PROMPT: Pictures do not belong in the copy; transcribe everything else in the records exactly.

Excerpts of location labeling data:
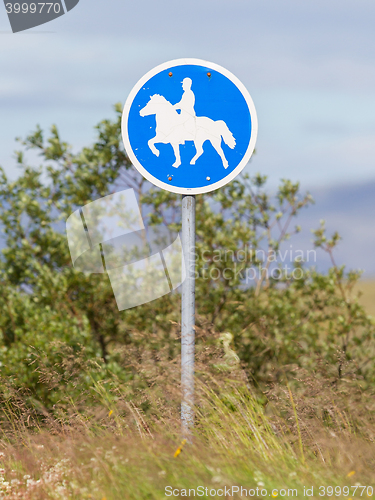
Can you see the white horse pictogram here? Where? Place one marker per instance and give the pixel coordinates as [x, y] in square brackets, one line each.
[175, 129]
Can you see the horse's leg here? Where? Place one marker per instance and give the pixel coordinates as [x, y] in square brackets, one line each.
[176, 149]
[151, 143]
[199, 147]
[217, 145]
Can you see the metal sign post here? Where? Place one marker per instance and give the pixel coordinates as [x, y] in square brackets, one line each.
[189, 127]
[188, 316]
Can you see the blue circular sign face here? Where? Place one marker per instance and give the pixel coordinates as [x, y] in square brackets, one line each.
[189, 126]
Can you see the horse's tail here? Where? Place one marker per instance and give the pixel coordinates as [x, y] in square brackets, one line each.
[226, 134]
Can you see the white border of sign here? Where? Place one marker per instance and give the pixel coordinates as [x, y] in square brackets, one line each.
[239, 85]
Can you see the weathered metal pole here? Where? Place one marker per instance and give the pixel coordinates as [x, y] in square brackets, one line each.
[188, 316]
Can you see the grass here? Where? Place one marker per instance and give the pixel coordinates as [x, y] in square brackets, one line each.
[238, 441]
[367, 299]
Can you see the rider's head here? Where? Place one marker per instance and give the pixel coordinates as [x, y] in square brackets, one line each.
[186, 83]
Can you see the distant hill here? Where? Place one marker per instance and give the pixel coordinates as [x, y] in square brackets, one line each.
[349, 209]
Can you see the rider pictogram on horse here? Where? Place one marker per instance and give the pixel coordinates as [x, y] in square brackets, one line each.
[178, 123]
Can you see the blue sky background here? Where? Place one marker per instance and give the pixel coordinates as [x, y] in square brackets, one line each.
[309, 67]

THE OUTPUT:
Can you see the white horse pictogram here? Where? Place one marker per instance and give the pixel coordinates as [x, y] in square brackets, one line each.
[175, 129]
Can you see the horse's leg here? Where? Place one marker per instance and give the pixel coordinates as [x, y] in square brackets, one line each.
[176, 149]
[151, 143]
[199, 147]
[217, 145]
Can you see the metal sign post here? Where? Place one marker per instance and give the pixel coordinates as [x, y] in square brackets, one line each.
[189, 127]
[188, 316]
Can you see the blue circular sign face here? Where? Place one marker per instance and give the pixel coordinates as [x, y] in square brackets, one line each.
[189, 126]
Can you see the horse's tail here? Where? Place one marker per instance and give the pixel coordinates as [x, y] in square brackets, one line each.
[226, 134]
Can you see the white border of sign here? Where? Place one marker per instance and give the pixel coordinates as [x, y] in square brackets, one line each.
[239, 85]
Can you see the weathered metal pole here? Where? Place one marker per instance and give the pixel coordinates as [x, y] in square brackets, one line each.
[188, 316]
Can you see the grass here? Where? Place one marker per instance and give the pixel coordinates as [x, y] in square brackets, one line each.
[238, 441]
[367, 299]
Can you see the rider's head here? Where? Place one marker per instance and give the pixel coordinates as [x, y] in square brackets, one line each.
[186, 83]
Can you see the distant hill here? Where? Place one marker per instance and give the pixel coordinates as [x, y] in square brackets, one line each.
[349, 209]
Can you see the rider pictogram on horse here? Where? Place one marker per instance and give the pixel coordinates as [x, y] in square brackets, one line each.
[178, 123]
Can you see the blue sky background here? Where? Place one marker per instance and give the pixel coordinates as [x, y] in square brackets, one line each.
[309, 67]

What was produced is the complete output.